Organiza todas las líneas de las entradas en una tabla Markdown con las columnas «Número de fila» y «Línea de la entrada», una fila por línea y sin las líneas en blanco.

##### Entradas extraídas

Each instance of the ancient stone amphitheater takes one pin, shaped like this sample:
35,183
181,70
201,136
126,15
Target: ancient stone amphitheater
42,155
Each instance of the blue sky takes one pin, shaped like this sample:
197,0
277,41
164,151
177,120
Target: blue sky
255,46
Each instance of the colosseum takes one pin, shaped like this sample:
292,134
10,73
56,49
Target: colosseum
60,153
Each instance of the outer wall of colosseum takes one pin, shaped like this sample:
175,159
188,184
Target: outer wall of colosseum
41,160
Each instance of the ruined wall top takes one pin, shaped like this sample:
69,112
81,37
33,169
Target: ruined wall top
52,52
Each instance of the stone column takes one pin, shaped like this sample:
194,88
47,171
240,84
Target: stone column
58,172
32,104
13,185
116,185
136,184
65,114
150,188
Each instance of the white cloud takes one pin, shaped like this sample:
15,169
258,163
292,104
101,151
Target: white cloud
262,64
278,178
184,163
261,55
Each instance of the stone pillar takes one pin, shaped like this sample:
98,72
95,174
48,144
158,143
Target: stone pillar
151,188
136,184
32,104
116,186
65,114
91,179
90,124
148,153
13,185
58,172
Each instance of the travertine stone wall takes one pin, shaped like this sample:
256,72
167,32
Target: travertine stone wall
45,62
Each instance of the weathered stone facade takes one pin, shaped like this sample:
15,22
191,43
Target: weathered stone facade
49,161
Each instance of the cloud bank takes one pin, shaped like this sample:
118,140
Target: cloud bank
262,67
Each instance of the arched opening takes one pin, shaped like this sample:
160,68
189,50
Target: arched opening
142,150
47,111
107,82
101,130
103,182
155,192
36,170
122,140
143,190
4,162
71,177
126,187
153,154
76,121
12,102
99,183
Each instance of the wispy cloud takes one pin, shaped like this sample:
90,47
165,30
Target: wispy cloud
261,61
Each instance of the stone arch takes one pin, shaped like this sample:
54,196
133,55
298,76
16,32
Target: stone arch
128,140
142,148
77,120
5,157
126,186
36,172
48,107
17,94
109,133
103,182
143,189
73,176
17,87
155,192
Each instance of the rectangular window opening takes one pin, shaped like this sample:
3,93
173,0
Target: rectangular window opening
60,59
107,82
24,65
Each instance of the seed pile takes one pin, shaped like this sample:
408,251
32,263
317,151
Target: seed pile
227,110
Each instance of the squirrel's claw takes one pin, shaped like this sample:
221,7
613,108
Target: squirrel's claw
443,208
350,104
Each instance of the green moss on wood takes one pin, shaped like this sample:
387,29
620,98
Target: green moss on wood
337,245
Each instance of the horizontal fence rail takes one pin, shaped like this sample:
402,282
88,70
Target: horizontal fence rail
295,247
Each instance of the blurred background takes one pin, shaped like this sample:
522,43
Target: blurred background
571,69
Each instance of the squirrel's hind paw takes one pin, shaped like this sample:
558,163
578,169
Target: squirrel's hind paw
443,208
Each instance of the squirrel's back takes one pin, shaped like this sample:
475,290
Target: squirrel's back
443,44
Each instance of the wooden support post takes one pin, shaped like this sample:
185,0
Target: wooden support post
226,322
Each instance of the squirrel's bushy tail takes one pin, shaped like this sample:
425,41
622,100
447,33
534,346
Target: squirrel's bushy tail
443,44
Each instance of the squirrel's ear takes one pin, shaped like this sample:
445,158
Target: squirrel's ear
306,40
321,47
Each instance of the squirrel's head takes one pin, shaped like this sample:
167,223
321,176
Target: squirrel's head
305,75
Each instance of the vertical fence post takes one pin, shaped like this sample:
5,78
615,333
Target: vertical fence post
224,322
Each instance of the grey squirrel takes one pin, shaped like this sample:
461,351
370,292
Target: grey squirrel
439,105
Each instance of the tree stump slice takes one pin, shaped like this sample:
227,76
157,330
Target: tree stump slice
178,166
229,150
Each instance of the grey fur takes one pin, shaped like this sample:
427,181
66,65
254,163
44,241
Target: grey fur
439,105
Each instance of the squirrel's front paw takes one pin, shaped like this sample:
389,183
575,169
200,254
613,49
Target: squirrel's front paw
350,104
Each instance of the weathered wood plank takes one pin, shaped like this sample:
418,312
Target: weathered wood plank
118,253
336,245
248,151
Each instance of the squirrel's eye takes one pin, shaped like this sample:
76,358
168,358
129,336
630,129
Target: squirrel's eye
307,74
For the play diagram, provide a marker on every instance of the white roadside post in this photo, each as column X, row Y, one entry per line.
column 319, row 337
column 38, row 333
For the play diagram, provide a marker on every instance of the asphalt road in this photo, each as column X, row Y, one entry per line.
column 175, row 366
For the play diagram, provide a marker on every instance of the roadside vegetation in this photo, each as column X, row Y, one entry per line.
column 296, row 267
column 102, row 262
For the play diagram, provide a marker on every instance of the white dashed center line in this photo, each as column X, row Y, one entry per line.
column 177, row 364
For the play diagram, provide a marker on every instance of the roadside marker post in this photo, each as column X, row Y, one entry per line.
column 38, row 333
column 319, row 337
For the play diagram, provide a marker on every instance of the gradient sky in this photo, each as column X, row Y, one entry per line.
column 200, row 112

##########

### Respuesta a la tarea
| Número de fila | Línea de la entrada |
|---|---|
| 1 | Each instance of the ancient stone amphitheater takes one pin, shaped like this sample: |
| 2 | 35,183 |
| 3 | 181,70 |
| 4 | 201,136 |
| 5 | 126,15 |
| 6 | Target: ancient stone amphitheater |
| 7 | 42,155 |
| 8 | Each instance of the blue sky takes one pin, shaped like this sample: |
| 9 | 197,0 |
| 10 | 277,41 |
| 11 | 164,151 |
| 12 | 177,120 |
| 13 | Target: blue sky |
| 14 | 255,46 |
| 15 | Each instance of the colosseum takes one pin, shaped like this sample: |
| 16 | 292,134 |
| 17 | 10,73 |
| 18 | 56,49 |
| 19 | Target: colosseum |
| 20 | 60,153 |
| 21 | Each instance of the outer wall of colosseum takes one pin, shaped like this sample: |
| 22 | 175,159 |
| 23 | 188,184 |
| 24 | Target: outer wall of colosseum |
| 25 | 41,160 |
| 26 | Each instance of the ruined wall top takes one pin, shaped like this sample: |
| 27 | 69,112 |
| 28 | 81,37 |
| 29 | 33,169 |
| 30 | Target: ruined wall top |
| 31 | 52,52 |
| 32 | Each instance of the stone column takes one pin, shaped like this sample: |
| 33 | 194,88 |
| 34 | 47,171 |
| 35 | 240,84 |
| 36 | Target: stone column |
| 37 | 58,172 |
| 38 | 32,104 |
| 39 | 13,185 |
| 40 | 116,185 |
| 41 | 136,184 |
| 42 | 65,114 |
| 43 | 150,188 |
| 44 | Each instance of the white cloud takes one pin, shaped like this sample: |
| 45 | 15,169 |
| 46 | 258,163 |
| 47 | 292,104 |
| 48 | 101,151 |
| 49 | Target: white cloud |
| 50 | 262,64 |
| 51 | 278,178 |
| 52 | 184,163 |
| 53 | 261,55 |
| 54 | Each instance of the stone pillar takes one pin, shaped like this sample: |
| 55 | 98,72 |
| 56 | 95,174 |
| 57 | 48,144 |
| 58 | 158,143 |
| 59 | Target: stone pillar |
| 60 | 151,188 |
| 61 | 136,184 |
| 62 | 32,104 |
| 63 | 116,186 |
| 64 | 65,114 |
| 65 | 91,179 |
| 66 | 90,124 |
| 67 | 148,153 |
| 68 | 13,185 |
| 69 | 58,172 |
| 70 | Each instance of the travertine stone wall takes one pin, shaped like this sample: |
| 71 | 256,72 |
| 72 | 167,32 |
| 73 | Target: travertine stone wall |
| 74 | 45,62 |
| 75 | Each instance of the weathered stone facade takes one pin, shaped like this sample: |
| 76 | 15,22 |
| 77 | 191,43 |
| 78 | Target: weathered stone facade |
| 79 | 49,161 |
| 80 | Each instance of the cloud bank takes one pin, shaped like this sample: |
| 81 | 118,140 |
| 82 | Target: cloud bank |
| 83 | 262,67 |
| 84 | Each instance of the arched opening takes one pin, shaped like this sample: |
| 85 | 160,68 |
| 86 | 189,50 |
| 87 | Target: arched opening |
| 88 | 142,150 |
| 89 | 47,111 |
| 90 | 107,82 |
| 91 | 101,130 |
| 92 | 103,182 |
| 93 | 155,192 |
| 94 | 36,170 |
| 95 | 122,140 |
| 96 | 143,190 |
| 97 | 4,162 |
| 98 | 71,177 |
| 99 | 126,187 |
| 100 | 153,154 |
| 101 | 76,121 |
| 102 | 12,102 |
| 103 | 99,183 |
| 104 | Each instance of the wispy cloud takes one pin, shaped like this sample: |
| 105 | 90,47 |
| 106 | 165,30 |
| 107 | Target: wispy cloud |
| 108 | 261,61 |
| 109 | Each instance of the stone arch takes one pin, shaped like this sample: |
| 110 | 54,196 |
| 111 | 133,55 |
| 112 | 298,76 |
| 113 | 16,32 |
| 114 | Target: stone arch |
| 115 | 128,140 |
| 116 | 142,148 |
| 117 | 77,120 |
| 118 | 5,157 |
| 119 | 126,186 |
| 120 | 36,172 |
| 121 | 48,107 |
| 122 | 17,94 |
| 123 | 109,133 |
| 124 | 103,182 |
| 125 | 143,189 |
| 126 | 73,176 |
| 127 | 17,87 |
| 128 | 155,192 |
| 129 | Each instance of the rectangular window opening takes one pin, shaped like this sample: |
| 130 | 3,93 |
| 131 | 173,0 |
| 132 | Target: rectangular window opening |
| 133 | 60,59 |
| 134 | 107,82 |
| 135 | 24,65 |
| 136 | Each instance of the seed pile takes one pin, shaped like this sample: |
| 137 | 408,251 |
| 138 | 32,263 |
| 139 | 317,151 |
| 140 | Target: seed pile |
| 141 | 227,110 |
| 142 | Each instance of the squirrel's claw takes one pin, shaped like this sample: |
| 143 | 221,7 |
| 144 | 613,108 |
| 145 | Target: squirrel's claw |
| 146 | 443,208 |
| 147 | 350,104 |
| 148 | Each instance of the green moss on wood takes one pin, shaped like this sample: |
| 149 | 387,29 |
| 150 | 620,98 |
| 151 | Target: green moss on wood |
| 152 | 337,245 |
| 153 | Each instance of the horizontal fence rail takes one pin, shaped like this sample: |
| 154 | 402,282 |
| 155 | 88,70 |
| 156 | Target: horizontal fence rail |
| 157 | 295,247 |
| 158 | Each instance of the blurred background takes one pin, shaped like this sample: |
| 159 | 522,43 |
| 160 | Target: blurred background |
| 161 | 571,69 |
| 162 | Each instance of the squirrel's hind paw takes one pin, shaped like this sample: |
| 163 | 558,163 |
| 164 | 578,169 |
| 165 | Target: squirrel's hind paw |
| 166 | 443,208 |
| 167 | Each instance of the squirrel's back takes one pin, shaped like this sample: |
| 168 | 475,290 |
| 169 | Target: squirrel's back |
| 170 | 443,44 |
| 171 | Each instance of the wooden support post takes one pin, shaped like this sample: |
| 172 | 185,0 |
| 173 | Target: wooden support post |
| 174 | 226,322 |
| 175 | Each instance of the squirrel's bushy tail takes one pin, shaped like this sample: |
| 176 | 425,41 |
| 177 | 622,100 |
| 178 | 447,33 |
| 179 | 534,346 |
| 180 | Target: squirrel's bushy tail |
| 181 | 443,44 |
| 182 | Each instance of the squirrel's ear takes one pin, shaped like this sample: |
| 183 | 445,158 |
| 184 | Target: squirrel's ear |
| 185 | 306,40 |
| 186 | 321,47 |
| 187 | Each instance of the squirrel's head takes one pin, shaped like this sample: |
| 188 | 167,223 |
| 189 | 321,176 |
| 190 | Target: squirrel's head |
| 191 | 305,75 |
| 192 | Each instance of the vertical fence post takes one pin, shaped like this sample: |
| 193 | 5,78 |
| 194 | 615,333 |
| 195 | Target: vertical fence post |
| 196 | 224,322 |
| 197 | Each instance of the grey squirrel takes one pin, shaped like this sample: |
| 198 | 461,351 |
| 199 | 370,292 |
| 200 | Target: grey squirrel |
| 201 | 439,105 |
| 202 | Each instance of the tree stump slice takes one pin, shaped like this sample: |
| 203 | 227,76 |
| 204 | 157,330 |
| 205 | Target: tree stump slice |
| 206 | 178,166 |
| 207 | 229,150 |
| 208 | Each instance of the grey fur takes one pin, shaped like this sample: |
| 209 | 427,181 |
| 210 | 66,65 |
| 211 | 254,163 |
| 212 | 44,241 |
| 213 | Target: grey fur |
| 214 | 439,105 |
| 215 | Each instance of the squirrel's front paw takes one pin, shaped like this sample: |
| 216 | 389,183 |
| 217 | 575,169 |
| 218 | 200,254 |
| 219 | 613,49 |
| 220 | Target: squirrel's front paw |
| 221 | 350,104 |
| 222 | Each instance of the weathered wood plank takes one pin, shaped like this sample: |
| 223 | 418,312 |
| 224 | Target: weathered wood plank |
| 225 | 118,253 |
| 226 | 336,245 |
| 227 | 248,151 |
| 228 | Each instance of the squirrel's eye takes one pin, shaped like this sample: |
| 229 | 76,358 |
| 230 | 168,358 |
| 231 | 129,336 |
| 232 | 630,129 |
| 233 | Target: squirrel's eye |
| 234 | 307,74 |
| 235 | For the play diagram, provide a marker on every instance of the white roadside post in this photo, each as column X, row Y, one entry per line. |
| 236 | column 319, row 337 |
| 237 | column 38, row 333 |
| 238 | For the play diagram, provide a marker on every instance of the asphalt road in this photo, each as column X, row Y, one entry per line. |
| 239 | column 175, row 366 |
| 240 | For the play diagram, provide a marker on every instance of the roadside vegetation in this photo, each as column X, row Y, one entry per line. |
| 241 | column 296, row 267 |
| 242 | column 102, row 262 |
| 243 | For the play diagram, provide a marker on every instance of the white dashed center line in this photo, each as column X, row Y, one entry per line. |
| 244 | column 177, row 364 |
| 245 | For the play diagram, provide a marker on every instance of the roadside marker post in this photo, each as column X, row Y, one entry per line. |
| 246 | column 38, row 333 |
| 247 | column 319, row 337 |
| 248 | For the play diagram, provide a marker on every instance of the gradient sky in this photo, each as column X, row Y, one entry per line. |
| 249 | column 200, row 112 |